▶ [Instructions to follow]: Where a line holds the word "background", copy that line from the data below.

▶ [Natural language region descriptions]:
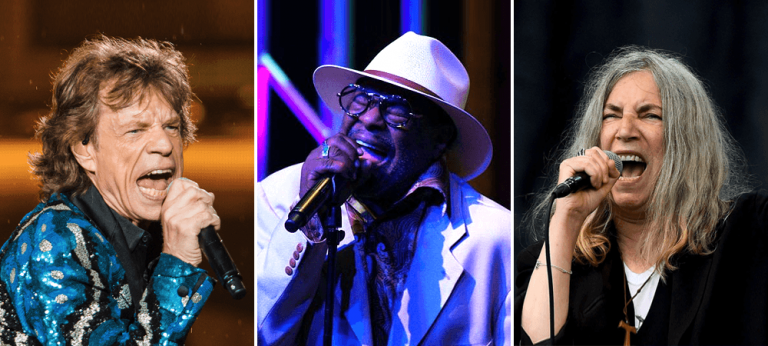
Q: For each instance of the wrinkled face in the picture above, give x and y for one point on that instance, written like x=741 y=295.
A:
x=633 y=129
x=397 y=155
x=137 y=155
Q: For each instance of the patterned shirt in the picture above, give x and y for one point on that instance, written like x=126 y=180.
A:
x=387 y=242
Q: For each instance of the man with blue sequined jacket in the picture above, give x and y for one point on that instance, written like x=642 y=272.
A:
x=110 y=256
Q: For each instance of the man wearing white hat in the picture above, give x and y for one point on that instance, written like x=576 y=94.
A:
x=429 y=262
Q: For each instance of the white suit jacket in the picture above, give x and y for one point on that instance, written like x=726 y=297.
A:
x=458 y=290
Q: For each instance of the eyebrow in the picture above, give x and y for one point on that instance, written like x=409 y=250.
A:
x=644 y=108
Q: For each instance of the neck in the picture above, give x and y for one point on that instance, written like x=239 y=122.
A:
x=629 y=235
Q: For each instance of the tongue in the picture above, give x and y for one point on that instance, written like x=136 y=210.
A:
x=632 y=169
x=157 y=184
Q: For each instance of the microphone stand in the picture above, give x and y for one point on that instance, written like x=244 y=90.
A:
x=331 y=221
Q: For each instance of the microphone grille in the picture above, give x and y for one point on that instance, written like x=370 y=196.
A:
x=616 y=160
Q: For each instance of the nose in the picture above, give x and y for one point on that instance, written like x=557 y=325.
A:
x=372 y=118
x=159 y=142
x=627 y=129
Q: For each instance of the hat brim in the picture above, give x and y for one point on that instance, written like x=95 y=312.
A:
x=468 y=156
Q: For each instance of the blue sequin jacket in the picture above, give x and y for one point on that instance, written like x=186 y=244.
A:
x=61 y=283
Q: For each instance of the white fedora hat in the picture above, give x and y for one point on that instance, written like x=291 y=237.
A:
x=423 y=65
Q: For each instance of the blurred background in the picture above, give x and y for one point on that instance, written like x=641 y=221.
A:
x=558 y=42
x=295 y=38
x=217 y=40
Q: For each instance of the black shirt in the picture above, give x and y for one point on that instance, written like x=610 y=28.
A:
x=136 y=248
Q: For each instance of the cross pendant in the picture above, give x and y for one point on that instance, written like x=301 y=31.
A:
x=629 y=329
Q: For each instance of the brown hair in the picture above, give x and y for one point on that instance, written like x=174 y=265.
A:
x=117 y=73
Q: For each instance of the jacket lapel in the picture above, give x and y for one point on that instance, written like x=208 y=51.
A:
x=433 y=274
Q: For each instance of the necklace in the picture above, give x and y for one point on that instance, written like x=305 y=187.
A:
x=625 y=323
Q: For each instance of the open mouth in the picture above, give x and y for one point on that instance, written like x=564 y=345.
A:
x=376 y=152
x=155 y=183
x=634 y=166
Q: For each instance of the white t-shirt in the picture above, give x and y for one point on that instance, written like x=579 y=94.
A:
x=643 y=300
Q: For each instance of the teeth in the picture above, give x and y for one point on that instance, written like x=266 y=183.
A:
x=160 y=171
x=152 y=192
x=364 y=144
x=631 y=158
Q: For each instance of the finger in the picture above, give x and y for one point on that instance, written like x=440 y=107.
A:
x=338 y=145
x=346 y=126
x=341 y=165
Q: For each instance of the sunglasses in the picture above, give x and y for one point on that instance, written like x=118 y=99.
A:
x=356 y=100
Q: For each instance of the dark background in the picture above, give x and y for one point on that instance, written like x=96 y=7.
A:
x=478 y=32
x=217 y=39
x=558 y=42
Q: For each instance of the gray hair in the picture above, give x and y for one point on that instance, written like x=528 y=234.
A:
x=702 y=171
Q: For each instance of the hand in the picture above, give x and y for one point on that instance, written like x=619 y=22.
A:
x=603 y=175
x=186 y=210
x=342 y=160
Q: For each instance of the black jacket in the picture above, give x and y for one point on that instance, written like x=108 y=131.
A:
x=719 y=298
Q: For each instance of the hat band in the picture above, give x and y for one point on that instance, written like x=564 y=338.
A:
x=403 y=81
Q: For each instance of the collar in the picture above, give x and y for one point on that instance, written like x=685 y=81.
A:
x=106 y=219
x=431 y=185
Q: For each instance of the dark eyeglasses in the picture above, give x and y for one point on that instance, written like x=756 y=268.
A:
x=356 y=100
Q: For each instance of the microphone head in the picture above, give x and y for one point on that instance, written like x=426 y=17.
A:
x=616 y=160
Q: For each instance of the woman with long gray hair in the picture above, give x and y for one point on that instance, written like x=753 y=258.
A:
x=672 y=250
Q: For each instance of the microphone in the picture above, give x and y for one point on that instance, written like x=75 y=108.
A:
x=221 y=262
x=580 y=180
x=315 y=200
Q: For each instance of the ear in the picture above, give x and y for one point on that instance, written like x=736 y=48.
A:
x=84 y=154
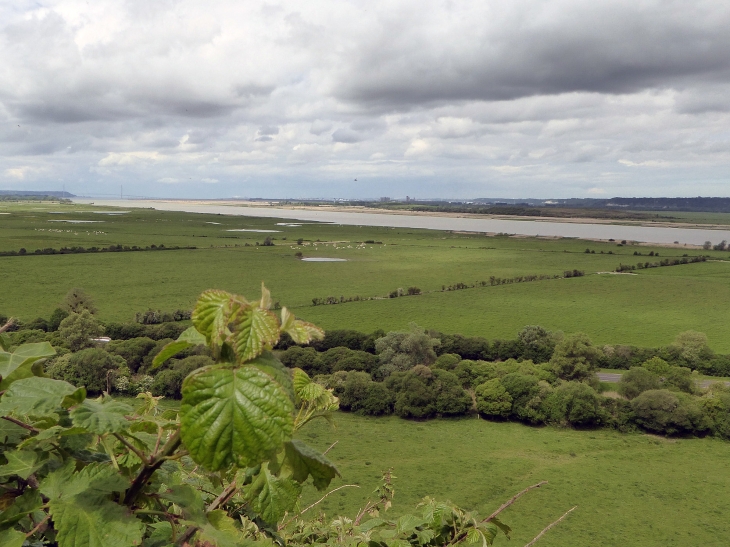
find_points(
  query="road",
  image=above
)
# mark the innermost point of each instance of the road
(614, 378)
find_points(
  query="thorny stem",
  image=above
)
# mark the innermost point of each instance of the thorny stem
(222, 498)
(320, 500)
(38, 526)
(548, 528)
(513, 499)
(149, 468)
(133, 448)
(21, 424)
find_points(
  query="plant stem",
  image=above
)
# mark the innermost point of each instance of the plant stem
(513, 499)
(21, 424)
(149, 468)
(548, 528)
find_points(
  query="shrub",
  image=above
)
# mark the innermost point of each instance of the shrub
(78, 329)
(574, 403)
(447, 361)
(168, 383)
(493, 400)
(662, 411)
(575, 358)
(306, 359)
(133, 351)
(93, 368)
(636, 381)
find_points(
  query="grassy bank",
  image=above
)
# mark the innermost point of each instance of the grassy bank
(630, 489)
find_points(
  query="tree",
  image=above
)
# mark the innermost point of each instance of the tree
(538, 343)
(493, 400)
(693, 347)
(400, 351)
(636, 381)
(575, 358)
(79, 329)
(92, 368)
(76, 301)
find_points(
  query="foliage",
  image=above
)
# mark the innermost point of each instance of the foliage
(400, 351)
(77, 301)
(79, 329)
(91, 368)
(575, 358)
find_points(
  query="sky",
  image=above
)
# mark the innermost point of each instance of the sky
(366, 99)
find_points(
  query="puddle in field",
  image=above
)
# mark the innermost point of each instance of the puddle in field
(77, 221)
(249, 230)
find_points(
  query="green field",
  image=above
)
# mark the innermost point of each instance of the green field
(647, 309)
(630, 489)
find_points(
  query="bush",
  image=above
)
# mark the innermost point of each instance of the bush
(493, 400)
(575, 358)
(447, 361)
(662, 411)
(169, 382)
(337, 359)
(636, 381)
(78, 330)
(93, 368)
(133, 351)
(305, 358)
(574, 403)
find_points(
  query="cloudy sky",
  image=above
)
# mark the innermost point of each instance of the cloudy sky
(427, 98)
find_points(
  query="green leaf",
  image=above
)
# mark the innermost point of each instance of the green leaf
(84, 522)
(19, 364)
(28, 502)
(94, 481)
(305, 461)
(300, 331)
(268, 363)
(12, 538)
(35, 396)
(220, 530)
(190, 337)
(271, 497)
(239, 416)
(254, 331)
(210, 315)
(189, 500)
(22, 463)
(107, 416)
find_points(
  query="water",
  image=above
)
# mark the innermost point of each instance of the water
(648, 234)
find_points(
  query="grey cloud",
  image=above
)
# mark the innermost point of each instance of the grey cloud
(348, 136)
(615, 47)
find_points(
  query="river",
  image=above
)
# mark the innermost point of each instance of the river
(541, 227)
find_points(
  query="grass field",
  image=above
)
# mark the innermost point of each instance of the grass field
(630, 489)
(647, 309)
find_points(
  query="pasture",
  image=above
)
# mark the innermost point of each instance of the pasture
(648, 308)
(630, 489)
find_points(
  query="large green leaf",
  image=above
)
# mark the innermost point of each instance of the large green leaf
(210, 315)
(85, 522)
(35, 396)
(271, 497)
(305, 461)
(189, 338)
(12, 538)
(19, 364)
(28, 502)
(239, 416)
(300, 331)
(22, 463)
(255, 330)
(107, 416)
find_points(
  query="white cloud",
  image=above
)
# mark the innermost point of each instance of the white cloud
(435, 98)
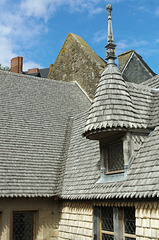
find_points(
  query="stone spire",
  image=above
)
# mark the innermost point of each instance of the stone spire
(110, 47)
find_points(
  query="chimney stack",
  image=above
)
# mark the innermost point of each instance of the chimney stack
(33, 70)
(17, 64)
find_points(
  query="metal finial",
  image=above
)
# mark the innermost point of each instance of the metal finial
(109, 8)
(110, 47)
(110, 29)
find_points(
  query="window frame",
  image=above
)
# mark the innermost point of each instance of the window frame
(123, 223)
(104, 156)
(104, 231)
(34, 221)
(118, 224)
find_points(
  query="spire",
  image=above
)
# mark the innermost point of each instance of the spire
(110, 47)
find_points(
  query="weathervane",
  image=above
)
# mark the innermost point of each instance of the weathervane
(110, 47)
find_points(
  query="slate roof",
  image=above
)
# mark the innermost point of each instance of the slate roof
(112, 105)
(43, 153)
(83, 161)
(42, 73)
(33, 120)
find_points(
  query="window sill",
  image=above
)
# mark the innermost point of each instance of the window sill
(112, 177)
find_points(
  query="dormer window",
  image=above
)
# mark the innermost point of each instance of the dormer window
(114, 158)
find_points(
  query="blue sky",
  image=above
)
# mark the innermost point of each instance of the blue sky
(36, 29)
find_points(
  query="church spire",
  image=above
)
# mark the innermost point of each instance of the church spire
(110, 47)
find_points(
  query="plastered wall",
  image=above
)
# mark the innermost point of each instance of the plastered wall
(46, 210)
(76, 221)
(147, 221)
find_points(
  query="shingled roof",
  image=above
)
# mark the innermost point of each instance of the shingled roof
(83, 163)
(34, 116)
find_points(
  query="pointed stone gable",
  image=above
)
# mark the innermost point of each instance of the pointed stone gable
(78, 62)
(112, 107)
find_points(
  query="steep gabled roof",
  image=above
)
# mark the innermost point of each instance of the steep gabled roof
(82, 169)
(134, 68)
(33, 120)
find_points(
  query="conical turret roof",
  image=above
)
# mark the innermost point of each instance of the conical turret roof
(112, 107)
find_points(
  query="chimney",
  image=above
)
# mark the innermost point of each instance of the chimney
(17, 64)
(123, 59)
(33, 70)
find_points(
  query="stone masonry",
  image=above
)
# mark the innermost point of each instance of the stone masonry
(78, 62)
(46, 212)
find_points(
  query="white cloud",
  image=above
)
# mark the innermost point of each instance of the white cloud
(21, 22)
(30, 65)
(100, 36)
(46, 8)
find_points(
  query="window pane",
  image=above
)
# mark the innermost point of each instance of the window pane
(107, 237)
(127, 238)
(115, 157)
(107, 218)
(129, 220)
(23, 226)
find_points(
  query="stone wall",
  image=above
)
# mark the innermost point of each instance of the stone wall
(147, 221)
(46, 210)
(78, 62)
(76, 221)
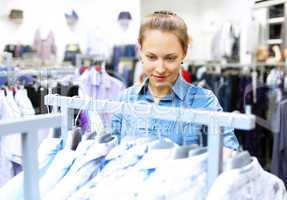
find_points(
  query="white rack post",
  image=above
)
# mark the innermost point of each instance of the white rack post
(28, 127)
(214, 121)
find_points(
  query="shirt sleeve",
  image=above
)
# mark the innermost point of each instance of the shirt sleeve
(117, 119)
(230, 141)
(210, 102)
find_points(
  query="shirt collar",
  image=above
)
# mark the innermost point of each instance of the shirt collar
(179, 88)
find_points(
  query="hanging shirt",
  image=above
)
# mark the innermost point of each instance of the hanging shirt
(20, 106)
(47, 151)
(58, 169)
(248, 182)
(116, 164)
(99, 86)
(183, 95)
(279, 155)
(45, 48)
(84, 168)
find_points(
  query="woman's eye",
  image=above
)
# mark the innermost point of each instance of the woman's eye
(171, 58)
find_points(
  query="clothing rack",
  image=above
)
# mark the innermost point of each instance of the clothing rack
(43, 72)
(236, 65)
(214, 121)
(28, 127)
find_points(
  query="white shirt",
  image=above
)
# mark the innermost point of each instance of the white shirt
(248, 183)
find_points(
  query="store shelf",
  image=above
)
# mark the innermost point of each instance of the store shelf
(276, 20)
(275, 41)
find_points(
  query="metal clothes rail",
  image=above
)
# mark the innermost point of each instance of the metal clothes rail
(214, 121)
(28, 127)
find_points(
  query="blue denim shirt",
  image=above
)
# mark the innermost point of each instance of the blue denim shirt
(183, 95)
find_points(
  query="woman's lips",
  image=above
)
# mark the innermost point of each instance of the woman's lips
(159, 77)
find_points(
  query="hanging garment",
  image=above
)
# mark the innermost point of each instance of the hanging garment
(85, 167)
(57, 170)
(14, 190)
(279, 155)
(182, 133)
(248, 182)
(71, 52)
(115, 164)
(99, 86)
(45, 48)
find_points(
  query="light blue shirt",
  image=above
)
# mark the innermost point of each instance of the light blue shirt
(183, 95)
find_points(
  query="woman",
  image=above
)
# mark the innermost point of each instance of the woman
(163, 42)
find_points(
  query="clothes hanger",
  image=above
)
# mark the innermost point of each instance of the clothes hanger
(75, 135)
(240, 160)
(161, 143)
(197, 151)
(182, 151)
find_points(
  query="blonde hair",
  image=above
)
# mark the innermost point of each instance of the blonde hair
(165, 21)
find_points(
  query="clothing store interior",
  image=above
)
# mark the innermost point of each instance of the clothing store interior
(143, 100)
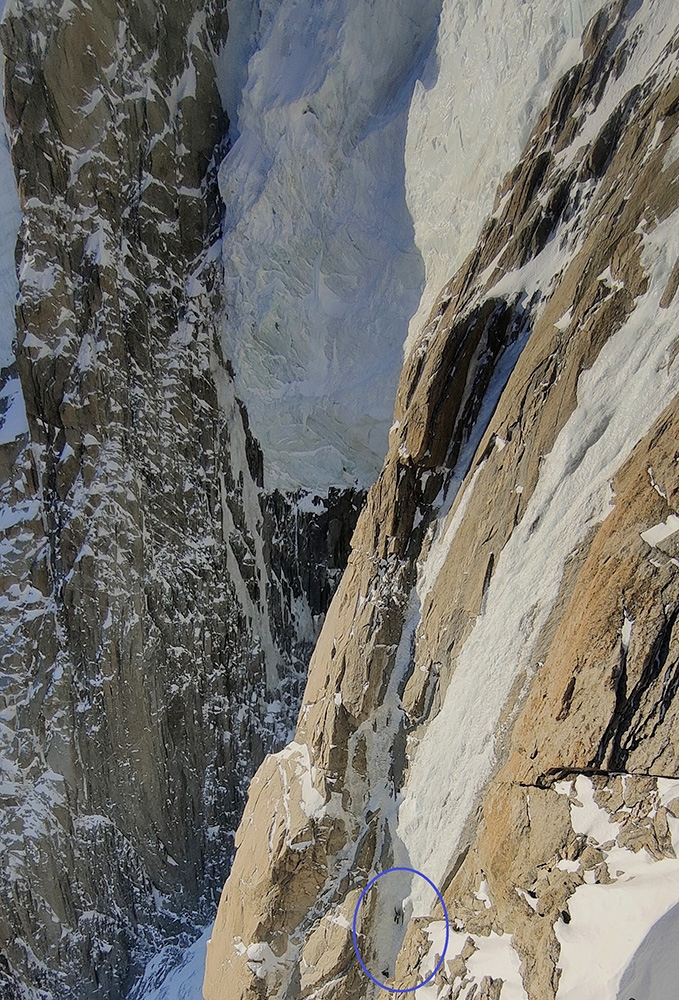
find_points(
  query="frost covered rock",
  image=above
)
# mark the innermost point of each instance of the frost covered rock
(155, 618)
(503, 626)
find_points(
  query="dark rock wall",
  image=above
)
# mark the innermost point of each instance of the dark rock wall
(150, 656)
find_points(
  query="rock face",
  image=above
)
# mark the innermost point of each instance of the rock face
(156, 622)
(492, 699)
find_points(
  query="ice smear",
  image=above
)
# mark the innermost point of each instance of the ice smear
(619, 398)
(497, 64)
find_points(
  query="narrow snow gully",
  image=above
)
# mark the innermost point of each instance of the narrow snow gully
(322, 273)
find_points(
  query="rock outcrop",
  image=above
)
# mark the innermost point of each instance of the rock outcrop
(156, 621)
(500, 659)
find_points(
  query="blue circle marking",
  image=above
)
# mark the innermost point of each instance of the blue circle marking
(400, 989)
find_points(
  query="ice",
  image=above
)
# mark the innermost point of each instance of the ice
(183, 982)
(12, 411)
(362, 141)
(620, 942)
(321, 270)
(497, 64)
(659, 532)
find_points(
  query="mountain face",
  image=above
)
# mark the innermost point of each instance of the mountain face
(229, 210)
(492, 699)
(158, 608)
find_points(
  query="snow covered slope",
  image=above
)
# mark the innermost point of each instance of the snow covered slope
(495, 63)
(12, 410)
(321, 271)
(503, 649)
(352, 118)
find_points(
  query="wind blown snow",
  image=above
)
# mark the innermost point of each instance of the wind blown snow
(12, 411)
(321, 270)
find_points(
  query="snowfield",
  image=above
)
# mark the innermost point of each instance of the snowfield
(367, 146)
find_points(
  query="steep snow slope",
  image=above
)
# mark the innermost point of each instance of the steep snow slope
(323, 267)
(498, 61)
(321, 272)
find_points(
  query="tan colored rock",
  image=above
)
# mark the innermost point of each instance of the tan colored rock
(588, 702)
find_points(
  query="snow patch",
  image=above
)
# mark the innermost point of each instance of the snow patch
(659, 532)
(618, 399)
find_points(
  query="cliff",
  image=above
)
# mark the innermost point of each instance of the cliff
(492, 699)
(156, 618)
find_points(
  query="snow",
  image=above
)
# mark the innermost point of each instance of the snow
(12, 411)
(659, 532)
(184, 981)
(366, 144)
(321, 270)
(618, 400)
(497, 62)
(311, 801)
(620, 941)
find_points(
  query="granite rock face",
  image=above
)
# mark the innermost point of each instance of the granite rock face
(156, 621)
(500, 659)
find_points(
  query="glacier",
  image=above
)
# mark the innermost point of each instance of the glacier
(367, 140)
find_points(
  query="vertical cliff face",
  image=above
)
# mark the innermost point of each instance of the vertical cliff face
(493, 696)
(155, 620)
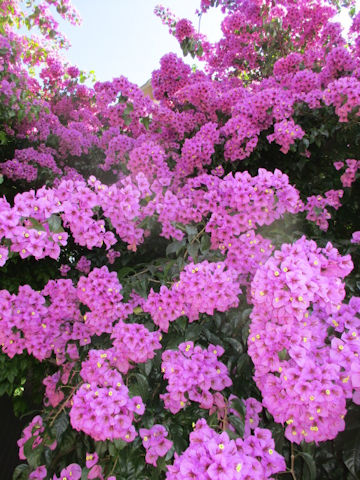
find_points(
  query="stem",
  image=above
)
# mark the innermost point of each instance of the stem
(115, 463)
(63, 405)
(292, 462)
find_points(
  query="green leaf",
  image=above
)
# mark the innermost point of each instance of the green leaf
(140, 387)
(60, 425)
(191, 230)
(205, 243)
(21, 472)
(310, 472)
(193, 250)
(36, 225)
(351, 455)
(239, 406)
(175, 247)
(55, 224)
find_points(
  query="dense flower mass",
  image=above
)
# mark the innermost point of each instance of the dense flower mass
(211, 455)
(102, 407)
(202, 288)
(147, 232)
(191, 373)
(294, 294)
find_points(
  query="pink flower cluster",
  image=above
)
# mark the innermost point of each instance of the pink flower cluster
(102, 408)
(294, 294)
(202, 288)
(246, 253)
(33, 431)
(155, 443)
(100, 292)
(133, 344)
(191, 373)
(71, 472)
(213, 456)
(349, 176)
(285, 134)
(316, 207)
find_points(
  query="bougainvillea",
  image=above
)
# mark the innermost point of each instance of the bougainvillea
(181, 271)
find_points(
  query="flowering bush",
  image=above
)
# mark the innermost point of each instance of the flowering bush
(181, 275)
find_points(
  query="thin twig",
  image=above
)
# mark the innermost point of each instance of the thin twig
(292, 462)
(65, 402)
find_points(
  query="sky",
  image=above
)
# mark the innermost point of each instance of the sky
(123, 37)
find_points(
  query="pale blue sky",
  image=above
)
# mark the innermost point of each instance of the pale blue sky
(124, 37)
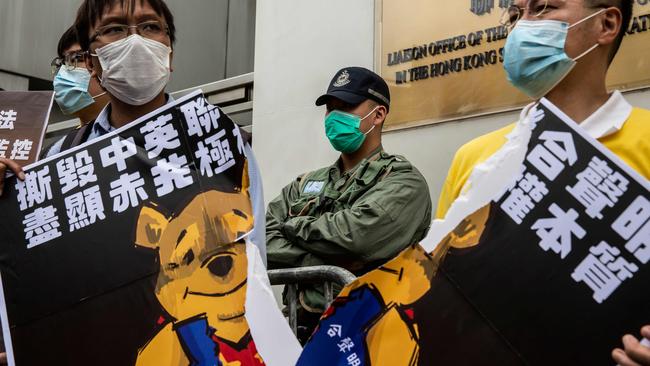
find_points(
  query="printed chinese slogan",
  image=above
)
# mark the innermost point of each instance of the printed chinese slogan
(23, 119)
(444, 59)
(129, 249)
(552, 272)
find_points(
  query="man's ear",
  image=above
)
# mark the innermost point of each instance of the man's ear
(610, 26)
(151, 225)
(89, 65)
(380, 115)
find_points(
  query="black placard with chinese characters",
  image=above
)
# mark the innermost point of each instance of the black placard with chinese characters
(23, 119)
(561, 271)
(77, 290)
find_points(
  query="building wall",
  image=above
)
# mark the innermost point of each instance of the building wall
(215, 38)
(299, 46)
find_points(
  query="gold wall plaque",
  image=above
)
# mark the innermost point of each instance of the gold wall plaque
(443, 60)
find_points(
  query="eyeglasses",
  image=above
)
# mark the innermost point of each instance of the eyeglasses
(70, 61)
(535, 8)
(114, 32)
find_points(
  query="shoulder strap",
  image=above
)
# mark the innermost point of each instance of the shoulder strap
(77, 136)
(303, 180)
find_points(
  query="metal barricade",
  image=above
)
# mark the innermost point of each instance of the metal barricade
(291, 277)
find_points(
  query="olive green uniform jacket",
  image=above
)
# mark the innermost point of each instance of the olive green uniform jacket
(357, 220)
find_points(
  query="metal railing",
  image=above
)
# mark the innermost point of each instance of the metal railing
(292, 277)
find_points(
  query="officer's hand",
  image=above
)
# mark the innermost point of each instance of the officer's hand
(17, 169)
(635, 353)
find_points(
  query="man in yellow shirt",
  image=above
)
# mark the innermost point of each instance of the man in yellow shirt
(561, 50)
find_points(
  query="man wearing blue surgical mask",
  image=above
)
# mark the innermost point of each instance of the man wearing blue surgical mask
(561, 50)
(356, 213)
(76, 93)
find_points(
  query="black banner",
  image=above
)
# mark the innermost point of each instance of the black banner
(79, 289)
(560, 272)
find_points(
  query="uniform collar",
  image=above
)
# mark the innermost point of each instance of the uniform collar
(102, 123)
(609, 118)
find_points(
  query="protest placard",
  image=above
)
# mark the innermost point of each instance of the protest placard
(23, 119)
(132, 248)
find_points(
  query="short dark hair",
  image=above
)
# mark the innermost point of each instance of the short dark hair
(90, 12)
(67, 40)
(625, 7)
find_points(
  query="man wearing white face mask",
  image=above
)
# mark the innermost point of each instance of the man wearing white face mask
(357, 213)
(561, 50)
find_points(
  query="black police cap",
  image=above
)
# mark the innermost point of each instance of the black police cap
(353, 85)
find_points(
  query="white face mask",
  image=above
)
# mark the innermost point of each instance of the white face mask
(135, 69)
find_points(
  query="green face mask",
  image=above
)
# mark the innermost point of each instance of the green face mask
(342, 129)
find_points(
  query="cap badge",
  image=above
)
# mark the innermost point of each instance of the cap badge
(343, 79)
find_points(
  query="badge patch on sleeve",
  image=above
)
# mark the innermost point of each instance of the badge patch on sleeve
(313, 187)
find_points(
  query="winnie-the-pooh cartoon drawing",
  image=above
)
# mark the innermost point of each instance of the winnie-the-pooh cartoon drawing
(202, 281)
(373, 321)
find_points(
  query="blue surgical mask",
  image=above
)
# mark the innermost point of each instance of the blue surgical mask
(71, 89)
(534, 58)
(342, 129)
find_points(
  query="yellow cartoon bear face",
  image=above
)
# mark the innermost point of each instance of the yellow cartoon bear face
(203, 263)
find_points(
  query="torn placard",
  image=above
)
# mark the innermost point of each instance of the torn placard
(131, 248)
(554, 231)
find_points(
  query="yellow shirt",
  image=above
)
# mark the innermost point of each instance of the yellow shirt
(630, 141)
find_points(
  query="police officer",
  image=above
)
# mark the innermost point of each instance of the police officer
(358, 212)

▶ [Answer to the exercise]:
Q: For each instance of the blurred background in the picture above, give x and y for one point on that instance, written like x=641 y=221.
Q: For each instance of the dark background in the picture above, give x and y for one point on that instance, written like x=96 y=7.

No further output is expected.